Referring expression data
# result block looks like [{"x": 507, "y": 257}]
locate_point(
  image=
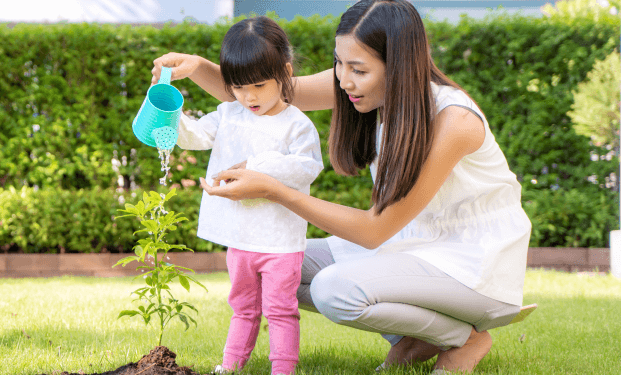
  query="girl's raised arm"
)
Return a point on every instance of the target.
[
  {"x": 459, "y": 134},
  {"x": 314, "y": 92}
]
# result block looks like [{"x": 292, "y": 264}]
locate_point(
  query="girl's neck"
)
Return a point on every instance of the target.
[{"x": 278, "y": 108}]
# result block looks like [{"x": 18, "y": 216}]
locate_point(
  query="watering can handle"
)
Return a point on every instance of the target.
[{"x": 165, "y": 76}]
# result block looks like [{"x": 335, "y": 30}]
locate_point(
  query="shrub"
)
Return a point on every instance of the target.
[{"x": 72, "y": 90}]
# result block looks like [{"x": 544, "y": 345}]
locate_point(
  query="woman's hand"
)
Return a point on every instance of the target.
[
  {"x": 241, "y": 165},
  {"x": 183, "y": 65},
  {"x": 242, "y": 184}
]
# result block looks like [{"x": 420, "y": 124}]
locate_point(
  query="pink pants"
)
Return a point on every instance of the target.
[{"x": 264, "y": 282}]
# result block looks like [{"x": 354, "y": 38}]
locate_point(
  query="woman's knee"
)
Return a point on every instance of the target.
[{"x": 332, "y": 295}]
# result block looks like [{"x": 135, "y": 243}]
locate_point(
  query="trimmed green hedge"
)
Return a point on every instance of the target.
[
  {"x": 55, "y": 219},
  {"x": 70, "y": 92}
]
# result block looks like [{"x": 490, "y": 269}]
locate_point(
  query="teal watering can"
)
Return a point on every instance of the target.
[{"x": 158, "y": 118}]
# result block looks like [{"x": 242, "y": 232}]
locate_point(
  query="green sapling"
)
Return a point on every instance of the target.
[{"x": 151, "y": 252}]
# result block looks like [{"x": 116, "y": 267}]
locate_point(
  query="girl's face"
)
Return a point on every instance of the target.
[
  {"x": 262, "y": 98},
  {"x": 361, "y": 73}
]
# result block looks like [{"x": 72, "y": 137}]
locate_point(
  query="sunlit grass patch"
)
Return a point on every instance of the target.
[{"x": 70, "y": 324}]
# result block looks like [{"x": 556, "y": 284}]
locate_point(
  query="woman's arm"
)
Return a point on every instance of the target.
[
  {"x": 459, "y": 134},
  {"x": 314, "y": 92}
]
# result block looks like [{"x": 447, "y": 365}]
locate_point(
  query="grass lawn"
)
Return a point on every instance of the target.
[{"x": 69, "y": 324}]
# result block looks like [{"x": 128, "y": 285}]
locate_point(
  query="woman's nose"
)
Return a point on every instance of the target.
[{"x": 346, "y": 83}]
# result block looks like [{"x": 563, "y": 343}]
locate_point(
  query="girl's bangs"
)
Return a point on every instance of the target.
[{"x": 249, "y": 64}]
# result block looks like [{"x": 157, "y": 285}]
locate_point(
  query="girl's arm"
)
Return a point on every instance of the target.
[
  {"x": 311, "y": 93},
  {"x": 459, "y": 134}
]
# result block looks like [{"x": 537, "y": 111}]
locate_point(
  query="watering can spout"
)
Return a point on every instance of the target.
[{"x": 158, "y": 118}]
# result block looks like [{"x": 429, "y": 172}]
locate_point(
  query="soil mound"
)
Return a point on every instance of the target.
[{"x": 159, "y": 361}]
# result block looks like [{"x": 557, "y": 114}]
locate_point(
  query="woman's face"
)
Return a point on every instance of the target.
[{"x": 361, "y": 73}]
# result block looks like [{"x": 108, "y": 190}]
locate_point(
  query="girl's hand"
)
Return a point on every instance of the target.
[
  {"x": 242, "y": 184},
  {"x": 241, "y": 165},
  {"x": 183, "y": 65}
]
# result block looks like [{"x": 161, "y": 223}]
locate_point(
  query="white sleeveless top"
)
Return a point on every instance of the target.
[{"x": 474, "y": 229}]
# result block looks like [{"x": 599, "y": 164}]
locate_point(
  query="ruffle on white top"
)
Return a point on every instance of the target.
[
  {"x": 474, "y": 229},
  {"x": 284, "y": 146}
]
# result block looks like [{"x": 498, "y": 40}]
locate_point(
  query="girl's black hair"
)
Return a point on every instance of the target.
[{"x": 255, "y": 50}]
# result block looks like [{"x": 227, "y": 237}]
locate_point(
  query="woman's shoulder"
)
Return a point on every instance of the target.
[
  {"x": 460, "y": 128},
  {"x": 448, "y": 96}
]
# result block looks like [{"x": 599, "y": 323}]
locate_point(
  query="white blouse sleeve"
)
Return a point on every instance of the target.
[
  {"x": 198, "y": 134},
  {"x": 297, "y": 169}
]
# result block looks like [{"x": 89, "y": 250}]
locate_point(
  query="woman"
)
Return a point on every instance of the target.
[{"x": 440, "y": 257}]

* * *

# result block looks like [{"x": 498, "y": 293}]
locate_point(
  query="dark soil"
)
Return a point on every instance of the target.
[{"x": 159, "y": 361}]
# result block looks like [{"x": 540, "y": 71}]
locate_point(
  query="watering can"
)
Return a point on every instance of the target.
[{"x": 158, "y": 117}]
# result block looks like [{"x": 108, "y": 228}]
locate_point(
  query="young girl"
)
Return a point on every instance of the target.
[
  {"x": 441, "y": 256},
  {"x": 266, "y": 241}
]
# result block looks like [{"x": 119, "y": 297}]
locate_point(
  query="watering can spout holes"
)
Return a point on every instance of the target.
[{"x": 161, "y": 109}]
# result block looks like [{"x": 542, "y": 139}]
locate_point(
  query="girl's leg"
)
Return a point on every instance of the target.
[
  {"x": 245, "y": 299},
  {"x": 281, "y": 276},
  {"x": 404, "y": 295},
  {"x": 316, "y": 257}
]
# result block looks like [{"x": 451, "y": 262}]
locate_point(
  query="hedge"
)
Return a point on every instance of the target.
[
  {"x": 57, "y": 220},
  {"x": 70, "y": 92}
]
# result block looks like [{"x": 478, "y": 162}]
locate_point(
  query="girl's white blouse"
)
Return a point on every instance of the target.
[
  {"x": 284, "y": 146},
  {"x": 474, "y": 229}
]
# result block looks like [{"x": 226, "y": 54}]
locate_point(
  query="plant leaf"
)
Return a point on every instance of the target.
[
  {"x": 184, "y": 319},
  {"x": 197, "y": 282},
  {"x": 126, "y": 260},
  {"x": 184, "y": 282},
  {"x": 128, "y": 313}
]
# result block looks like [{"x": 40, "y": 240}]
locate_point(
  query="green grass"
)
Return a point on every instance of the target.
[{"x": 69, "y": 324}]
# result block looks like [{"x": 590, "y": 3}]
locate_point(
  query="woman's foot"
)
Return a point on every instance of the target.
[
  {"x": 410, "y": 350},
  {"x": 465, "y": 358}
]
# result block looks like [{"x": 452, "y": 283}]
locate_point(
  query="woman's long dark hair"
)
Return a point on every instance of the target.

* _ACTIVITY_: Which lines of the records contain the word "girl"? Copy each of them.

* _EXPECTED OUTPUT_:
  query="girl's raised arm"
  query="girl's neck"
  query="girl's face"
  query="girl's bangs"
  query="girl's arm"
  query="girl's hand"
  query="girl's black hair"
  query="young girl"
  query="girl's leg"
  query="girl's white blouse"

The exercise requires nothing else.